#### [Instructions for the task]
Copy the entries below, swapping each "dot" for "point" and leaving everything else unchanged.

#### [Entries from a pointing dataset]
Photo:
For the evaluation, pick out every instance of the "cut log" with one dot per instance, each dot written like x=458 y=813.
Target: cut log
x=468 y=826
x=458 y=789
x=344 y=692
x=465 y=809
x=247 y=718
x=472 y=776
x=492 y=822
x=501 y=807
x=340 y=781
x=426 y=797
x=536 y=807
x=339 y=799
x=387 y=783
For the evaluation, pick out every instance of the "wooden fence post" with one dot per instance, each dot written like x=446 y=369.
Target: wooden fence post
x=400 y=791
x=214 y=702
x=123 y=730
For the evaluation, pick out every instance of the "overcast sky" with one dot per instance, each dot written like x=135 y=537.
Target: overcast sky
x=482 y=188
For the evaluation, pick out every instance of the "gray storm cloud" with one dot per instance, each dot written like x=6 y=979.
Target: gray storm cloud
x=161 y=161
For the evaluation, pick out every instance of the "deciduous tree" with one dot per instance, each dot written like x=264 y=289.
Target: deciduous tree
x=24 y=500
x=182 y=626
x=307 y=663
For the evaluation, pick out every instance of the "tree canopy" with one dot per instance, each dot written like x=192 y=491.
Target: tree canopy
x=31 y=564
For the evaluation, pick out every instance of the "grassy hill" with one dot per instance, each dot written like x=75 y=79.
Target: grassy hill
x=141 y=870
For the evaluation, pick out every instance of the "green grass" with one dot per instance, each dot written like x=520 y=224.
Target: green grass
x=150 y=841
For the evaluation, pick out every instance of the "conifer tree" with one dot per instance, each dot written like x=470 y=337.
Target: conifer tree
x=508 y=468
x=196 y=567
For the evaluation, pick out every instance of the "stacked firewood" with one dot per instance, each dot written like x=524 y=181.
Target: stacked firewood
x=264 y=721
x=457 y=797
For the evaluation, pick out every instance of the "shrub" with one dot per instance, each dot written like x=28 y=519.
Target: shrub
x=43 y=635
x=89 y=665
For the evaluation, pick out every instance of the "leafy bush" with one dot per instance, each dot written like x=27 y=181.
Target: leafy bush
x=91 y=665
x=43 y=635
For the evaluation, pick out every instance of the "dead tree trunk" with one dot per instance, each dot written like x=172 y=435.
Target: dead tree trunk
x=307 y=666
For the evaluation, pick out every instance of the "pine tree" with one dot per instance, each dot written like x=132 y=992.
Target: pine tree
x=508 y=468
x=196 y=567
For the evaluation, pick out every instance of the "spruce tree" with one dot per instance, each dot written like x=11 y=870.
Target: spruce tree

#### [Output of the task]
Photo:
For the evaluation, pick out every instance of the "cut log" with one point per instance, each point written like x=458 y=813.
Target: cut log
x=468 y=826
x=458 y=789
x=344 y=692
x=465 y=809
x=247 y=718
x=472 y=776
x=492 y=822
x=501 y=807
x=340 y=781
x=426 y=797
x=536 y=807
x=339 y=799
x=387 y=783
For the evaluation, pick out every instance of the "wooden fence post" with one point per instance, each point written like x=446 y=369.
Target: wooden fence post
x=400 y=791
x=214 y=702
x=123 y=730
For the evaluation, pick out every instance of the "overcast sky" with one point per instance, each point written like x=135 y=537.
Target: overcast sky
x=482 y=188
For the evaluation, pick out every instance of the "gray storm cloud" with one point per instance, each point written like x=6 y=979.
Target: gray storm cloud
x=161 y=161
For the evaluation, pick out every instance of the "deciduous tree" with one point per instance, each point written like x=264 y=289.
Target: deciduous tree
x=24 y=500
x=182 y=626
x=307 y=663
For the evaluation, pick out every instance of the "tree canopy" with one point per instance, each point written like x=192 y=491.
Target: tree canopy
x=31 y=564
For the evaluation, pick out every instance of the "grassy hill" with one point per instance, each point written like x=75 y=79.
Target: grassy hill
x=141 y=870
For the evaluation, pick out every instance of the "green grass" with one point per instance, each point written like x=520 y=224.
Target: green grass
x=150 y=841
For the evaluation, pick out every instance of the "conifer tree" with one point per instance, each point written like x=470 y=337.
Target: conifer tree
x=508 y=468
x=196 y=567
For the evaluation, pick out every instance of the "stacked firewood" with one point per instance, each point written like x=524 y=181.
Target: stacked firewood
x=264 y=721
x=457 y=797
For the evaluation, pick out every instance of the "shrub" with one point per instance, each point written like x=28 y=519.
Target: shrub
x=43 y=635
x=89 y=665
For the evaluation, pick out every instance of the "leafy bush" with one point per instance, each point written like x=27 y=181.
Target: leafy bush
x=91 y=665
x=43 y=635
For the evaluation, pick out every instance of the "dead tree trunk" with one point per instance, each point written like x=172 y=435.
Target: dead tree trunk
x=307 y=666
For the evaluation, pick out every instance of the "pine tree" with one point per instance, each point written like x=132 y=992.
Target: pine tree
x=508 y=468
x=196 y=567
For the evaluation, pick out every instance of the "spruce tree" with one point per instance, each point written like x=11 y=870.
Target: spruce tree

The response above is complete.